EXTRACTED TEXT section start

I have been observing lately, and at times very close to home, that lapses in judgement happen to everyone. I have my own list. For some of these incidences on my list, there were no good choices to be made, so it is down to wondering if a different choice might have been a better one. For most lapses though, hindsight allows me to consider alternative options that might have been better choices on my part, if not in outcome, then at least for my conscience. My feeling, at this point in my life, is that I am better to go with what my conscience allows, rather than what others expect, or what seems logical at the time.
It is never a good idea to give other people’s opinions, or your head, full reign over your decisions and actions. A balance must be worked out between your heart and your head, and often this requires hard work.
The weather has turned cold. The dawn was sunless. The weather people are predicting snow squalls with serious visibility issues for driving this afternoon, which should be in full swing as Attila makes his commute home from work. It looks like the snow shovel might come out for the first time since last March.

EXTRACTED TEXT section end

YOUR OBJECTIVE | Please reproduce the entire passage above on lapses in judgement and the cold weather, word for word.

EXERCISE DATA section start

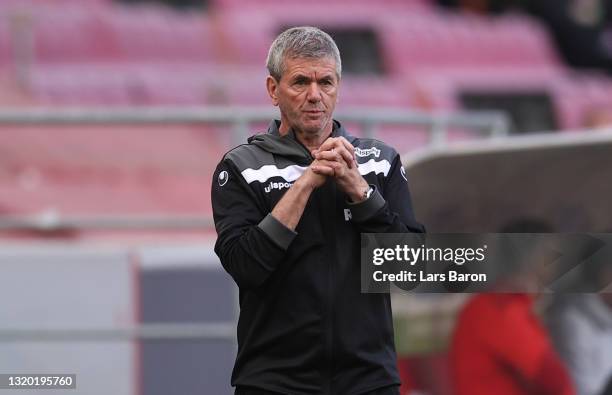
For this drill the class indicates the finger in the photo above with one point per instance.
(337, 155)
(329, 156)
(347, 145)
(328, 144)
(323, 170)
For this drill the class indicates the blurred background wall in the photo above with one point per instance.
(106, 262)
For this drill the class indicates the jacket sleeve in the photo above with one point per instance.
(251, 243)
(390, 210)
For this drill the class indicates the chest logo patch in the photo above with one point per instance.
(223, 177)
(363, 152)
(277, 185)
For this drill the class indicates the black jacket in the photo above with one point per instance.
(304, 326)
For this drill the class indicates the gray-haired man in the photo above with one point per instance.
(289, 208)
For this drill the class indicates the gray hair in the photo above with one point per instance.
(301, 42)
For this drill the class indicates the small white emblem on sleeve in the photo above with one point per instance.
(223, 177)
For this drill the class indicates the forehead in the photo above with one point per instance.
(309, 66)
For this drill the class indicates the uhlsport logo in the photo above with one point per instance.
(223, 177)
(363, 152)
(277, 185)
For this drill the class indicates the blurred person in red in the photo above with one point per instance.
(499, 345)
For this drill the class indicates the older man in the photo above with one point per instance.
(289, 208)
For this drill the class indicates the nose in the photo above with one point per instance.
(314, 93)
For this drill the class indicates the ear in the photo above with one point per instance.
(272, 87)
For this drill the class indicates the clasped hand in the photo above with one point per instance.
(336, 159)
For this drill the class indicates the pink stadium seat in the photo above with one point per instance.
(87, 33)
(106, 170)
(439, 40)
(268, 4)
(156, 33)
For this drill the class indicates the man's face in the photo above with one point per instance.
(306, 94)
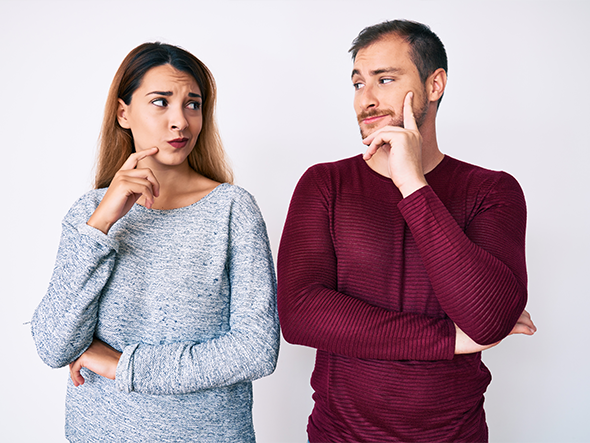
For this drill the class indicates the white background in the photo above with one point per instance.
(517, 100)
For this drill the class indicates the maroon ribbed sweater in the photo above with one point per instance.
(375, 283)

EXERCISE DATA section end
EXERCISE DATA section start

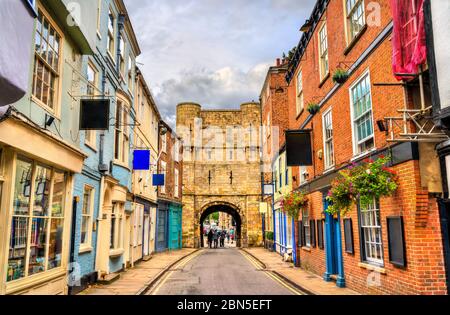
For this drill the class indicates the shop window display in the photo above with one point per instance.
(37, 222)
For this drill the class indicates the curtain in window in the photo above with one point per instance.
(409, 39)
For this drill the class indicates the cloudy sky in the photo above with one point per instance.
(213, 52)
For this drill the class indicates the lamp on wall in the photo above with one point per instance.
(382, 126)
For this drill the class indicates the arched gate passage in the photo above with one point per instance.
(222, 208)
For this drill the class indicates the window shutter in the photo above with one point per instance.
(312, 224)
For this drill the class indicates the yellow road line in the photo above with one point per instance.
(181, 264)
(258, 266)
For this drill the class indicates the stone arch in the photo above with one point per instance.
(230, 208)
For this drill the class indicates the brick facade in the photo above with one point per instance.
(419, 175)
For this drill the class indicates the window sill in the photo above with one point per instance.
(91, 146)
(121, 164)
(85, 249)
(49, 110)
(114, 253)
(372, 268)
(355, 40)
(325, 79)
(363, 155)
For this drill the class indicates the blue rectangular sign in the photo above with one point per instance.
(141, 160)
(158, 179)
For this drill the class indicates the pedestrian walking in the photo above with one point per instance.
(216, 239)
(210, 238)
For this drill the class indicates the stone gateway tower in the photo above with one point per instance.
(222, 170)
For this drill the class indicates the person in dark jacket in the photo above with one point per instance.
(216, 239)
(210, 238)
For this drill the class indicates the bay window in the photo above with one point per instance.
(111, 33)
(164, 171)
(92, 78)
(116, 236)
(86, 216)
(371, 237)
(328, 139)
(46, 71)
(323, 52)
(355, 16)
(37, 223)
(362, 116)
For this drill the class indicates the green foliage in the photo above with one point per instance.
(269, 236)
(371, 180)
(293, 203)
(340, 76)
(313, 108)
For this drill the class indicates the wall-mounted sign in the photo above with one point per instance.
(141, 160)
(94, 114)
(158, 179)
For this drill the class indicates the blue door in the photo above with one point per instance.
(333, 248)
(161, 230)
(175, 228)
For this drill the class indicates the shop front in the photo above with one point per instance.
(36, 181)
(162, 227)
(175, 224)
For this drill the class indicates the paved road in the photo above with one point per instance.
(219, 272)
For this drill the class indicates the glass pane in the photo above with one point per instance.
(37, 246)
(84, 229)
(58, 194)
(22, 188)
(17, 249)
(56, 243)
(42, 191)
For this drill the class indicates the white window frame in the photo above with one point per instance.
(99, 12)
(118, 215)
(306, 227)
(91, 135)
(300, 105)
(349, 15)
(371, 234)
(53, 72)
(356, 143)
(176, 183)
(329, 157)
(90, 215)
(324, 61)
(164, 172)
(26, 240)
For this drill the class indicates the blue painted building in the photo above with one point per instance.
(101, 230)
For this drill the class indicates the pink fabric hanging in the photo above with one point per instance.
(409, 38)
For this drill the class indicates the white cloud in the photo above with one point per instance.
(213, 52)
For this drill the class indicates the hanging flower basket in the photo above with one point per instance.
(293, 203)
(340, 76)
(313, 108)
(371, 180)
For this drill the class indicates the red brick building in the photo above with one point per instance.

EXERCISE DATA section end
EXERCISE DATA section start

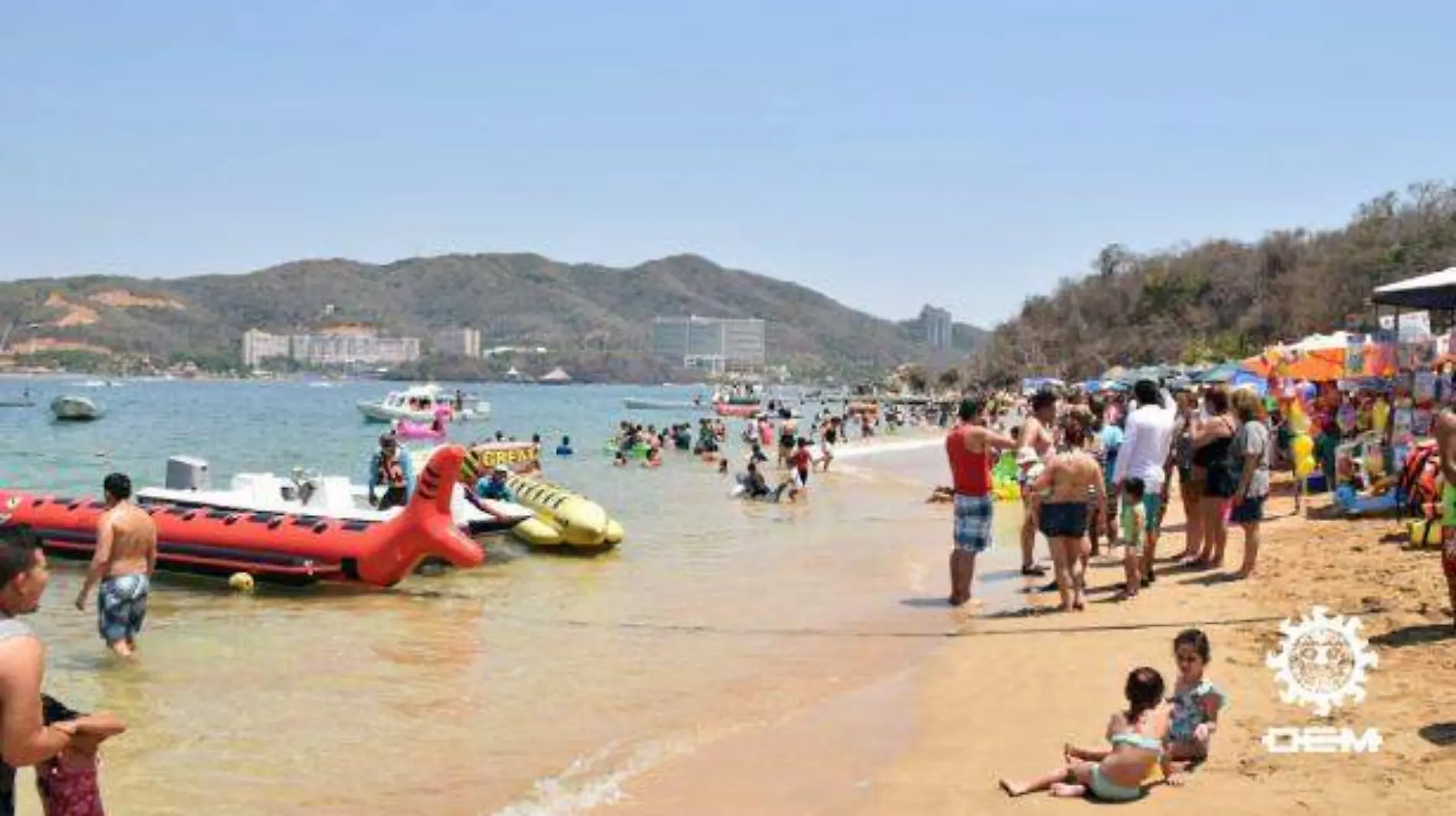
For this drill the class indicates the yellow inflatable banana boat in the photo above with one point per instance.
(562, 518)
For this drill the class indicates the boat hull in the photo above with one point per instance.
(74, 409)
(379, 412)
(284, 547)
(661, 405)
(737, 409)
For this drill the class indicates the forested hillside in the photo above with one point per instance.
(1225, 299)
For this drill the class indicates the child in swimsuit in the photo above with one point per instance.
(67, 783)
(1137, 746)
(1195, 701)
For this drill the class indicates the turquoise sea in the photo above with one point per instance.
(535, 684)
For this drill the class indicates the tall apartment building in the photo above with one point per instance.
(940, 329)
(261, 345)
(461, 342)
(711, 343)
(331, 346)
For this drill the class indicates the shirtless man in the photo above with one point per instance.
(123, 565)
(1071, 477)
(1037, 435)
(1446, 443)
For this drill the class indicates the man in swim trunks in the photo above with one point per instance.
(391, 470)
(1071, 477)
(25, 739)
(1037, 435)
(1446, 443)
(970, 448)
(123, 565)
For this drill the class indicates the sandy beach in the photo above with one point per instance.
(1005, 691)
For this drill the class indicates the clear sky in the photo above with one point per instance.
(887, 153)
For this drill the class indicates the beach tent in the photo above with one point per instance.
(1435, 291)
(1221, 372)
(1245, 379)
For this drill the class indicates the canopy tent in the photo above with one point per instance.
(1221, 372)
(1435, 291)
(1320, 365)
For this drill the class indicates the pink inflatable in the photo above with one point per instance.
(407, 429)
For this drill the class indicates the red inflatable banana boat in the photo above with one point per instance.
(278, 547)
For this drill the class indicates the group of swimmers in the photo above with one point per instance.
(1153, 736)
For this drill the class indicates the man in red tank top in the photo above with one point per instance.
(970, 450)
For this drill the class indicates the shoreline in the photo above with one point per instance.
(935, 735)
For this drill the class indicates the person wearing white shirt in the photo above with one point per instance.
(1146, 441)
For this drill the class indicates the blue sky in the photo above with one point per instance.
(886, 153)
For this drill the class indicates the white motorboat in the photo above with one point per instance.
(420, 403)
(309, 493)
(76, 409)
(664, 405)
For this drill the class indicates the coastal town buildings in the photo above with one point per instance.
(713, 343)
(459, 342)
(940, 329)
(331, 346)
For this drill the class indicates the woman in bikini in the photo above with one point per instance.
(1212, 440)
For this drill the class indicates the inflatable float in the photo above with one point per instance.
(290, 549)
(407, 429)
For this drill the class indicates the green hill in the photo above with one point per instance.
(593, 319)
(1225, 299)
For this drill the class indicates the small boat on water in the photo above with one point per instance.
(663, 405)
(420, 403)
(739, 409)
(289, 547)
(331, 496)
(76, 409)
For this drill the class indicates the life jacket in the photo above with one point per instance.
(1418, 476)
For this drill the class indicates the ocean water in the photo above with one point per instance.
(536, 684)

EXERCISE DATA section end

TASK RESPONSE |
I have been observing lately, and at times very close to home, that lapses in judgement happen to everyone. I have my own list. For some of these incidences on my list, there were no good choices to be made, so it is down to wondering if a different choice might have been a better one. For most lapses though, hindsight allows me to consider alternative options that might have been better choices on my part, if not in outcome, then at least for my conscience. My feeling, at this point in my life, is that I am better to go with what my conscience allows, rather than what others expect, or what seems logical at the time.
It is never a good idea to give other people’s opinions, or your head, full reign over your decisions and actions. A balance must be worked out between your heart and your head, and often this requires hard work.
The weather has turned cold. The dawn was sunless. The weather people are predicting snow squalls with serious visibility issues for driving this afternoon, which should be in full swing as Attila makes his commute home from work. It looks like the snow shovel might come out for the first time since last March.